▶ TO DO
Reproduce all entries word for word.

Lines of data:
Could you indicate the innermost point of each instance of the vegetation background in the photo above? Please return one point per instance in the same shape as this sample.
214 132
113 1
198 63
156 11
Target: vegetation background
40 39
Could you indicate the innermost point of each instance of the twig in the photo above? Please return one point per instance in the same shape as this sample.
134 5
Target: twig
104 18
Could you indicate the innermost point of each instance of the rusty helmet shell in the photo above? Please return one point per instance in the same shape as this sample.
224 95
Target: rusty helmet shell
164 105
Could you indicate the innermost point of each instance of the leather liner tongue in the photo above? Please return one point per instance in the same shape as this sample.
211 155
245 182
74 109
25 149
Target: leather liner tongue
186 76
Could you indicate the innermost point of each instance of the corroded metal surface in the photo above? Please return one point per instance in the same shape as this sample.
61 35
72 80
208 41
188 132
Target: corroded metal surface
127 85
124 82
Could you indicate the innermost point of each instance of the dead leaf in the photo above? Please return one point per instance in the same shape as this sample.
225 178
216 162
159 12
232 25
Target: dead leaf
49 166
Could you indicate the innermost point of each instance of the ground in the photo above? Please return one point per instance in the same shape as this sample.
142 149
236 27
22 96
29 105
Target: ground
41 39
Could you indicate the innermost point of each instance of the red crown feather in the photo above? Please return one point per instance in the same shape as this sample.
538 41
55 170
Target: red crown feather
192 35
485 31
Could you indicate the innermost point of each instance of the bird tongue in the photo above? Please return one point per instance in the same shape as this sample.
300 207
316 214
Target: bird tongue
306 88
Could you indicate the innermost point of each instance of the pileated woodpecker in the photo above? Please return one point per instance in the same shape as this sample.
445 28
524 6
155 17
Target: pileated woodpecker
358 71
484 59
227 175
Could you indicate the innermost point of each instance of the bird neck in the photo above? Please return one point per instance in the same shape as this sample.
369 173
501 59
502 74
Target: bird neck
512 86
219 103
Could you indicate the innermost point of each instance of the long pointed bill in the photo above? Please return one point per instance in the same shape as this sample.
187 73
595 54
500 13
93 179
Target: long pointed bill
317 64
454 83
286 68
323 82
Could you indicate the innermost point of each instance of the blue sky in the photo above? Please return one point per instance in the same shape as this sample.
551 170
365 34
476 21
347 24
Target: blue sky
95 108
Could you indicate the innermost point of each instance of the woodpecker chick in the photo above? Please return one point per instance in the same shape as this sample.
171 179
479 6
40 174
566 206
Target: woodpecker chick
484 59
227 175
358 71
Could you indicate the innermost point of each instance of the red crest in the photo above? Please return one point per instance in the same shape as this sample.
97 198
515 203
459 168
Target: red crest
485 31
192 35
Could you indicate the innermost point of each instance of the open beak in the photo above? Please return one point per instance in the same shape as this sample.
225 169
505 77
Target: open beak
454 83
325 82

▶ FULL SOLUTION
Could you indicate the innermost point of each instance of the vegetation background in the photo above? Please return one point per instance in the same shape as this sample.
214 132
113 1
198 63
156 11
Target: vegetation background
40 39
Could you indicate the innermost point of each instance of the twig in the photo above? Please return one point per instance in the same shape as this sample.
134 5
Target: twig
104 18
Could you indicate the innermost point of each instance of the rusty helmet shell in the photo above? Please return one point per instance in the same shape as this sample.
224 95
Target: rusty helmet shell
164 105
Could you indicate the innermost point of each instance of the leather liner tongue in the photo above? Please return one point per instance in the same shape as this sample.
211 155
245 182
74 109
25 149
Target: leather liner tongue
186 76
Could you indicate the innermost point of each instance of the corroded metal surface in the photo above? Please return one point per instance in the same shape as this sample.
61 35
72 80
208 41
188 132
Target: corroded metal surface
127 85
124 82
Could you indicate the innermost point of each instance of the dead leaf in the photo above? Please return one point per instance in the same shape as this sample.
225 178
216 162
159 12
232 25
Target: dead leaf
49 166
Could you indicate the innermost point of each instance of the ground in the photo above? Please return one point per instance in the same shape as this sample.
142 149
236 27
22 96
29 105
Target: ground
41 39
Could you indicate the innermost point of each instance of the red crown feather in the photo above? Please return one point per instance in the same shape as this sample.
538 41
55 170
Target: red crown feather
192 35
485 31
Could you indicate the innermost point of each instance of the bird tongue in the photo above? Please return one point per instance in the same shape as this sample.
300 207
316 214
Target: bird tongue
306 88
Could you indicate the innermost point of each instance of the pileated woodpecker in the photo above? Please return one point per instance in the same shape as this sample.
445 28
524 6
155 17
Target: pileated woodpecker
358 71
484 59
227 175
Could you indicate the innermost point of each instance of the bird neck in the photo above? Please return one point per instance in the same shape as this sample.
369 173
501 59
502 74
Target: bird neck
512 86
219 103
Could you indicate the innermost point of each instance of the long pointed bill in the photo above? Please return one point per instance in the same shape as this sample.
187 73
595 54
500 13
93 179
Target: long pointed bill
317 64
454 83
286 68
323 82
Could you indicate the innermost point of each instance of the blue sky in the photo above? Please return one point per instance in the same shape as this sample.
551 170
365 34
476 21
347 24
Target: blue sky
95 108
Could you indicate the innermost point of each instance of the woodpecker chick in the photo above? Please return one point per instance in the same shape as this sample.
171 179
479 6
40 174
566 206
Target: woodpecker chick
484 59
227 175
358 71
Could you indicate the innermost point of each instance of the red crest in the photo above? Please return one point per instance in the same shape as this sample.
97 198
515 203
459 168
Target: red crest
485 31
192 35
Could you indicate the innermost point of each instance of the open beak in the photo above? Please return one point per instance in the same shape as this sample.
225 169
505 77
Target: open beak
454 83
325 82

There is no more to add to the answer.